• EXTRACTED INFORMATION:
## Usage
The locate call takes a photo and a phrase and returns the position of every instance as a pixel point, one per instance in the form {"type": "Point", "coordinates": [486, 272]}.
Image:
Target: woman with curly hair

* * *

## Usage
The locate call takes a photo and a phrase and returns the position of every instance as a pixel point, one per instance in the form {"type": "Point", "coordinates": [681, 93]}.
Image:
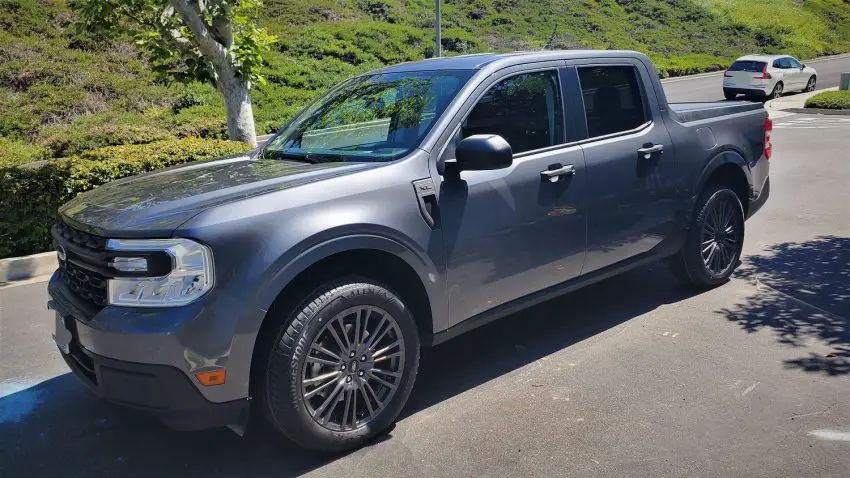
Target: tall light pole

• EXERCISE DETAILS:
From the lines above, copy out each one that contains the word "call".

• RESPONSE TO THE EXERCISE:
The locate call takes a photo and a phrase and returns the position of every instance as a pixel point, one per instance in the form {"type": "Point", "coordinates": [486, 272]}.
The locate call takes a photo and a phrase and returns the position of every instance as a pixel point, one per instance in the form {"type": "Point", "coordinates": [681, 93]}.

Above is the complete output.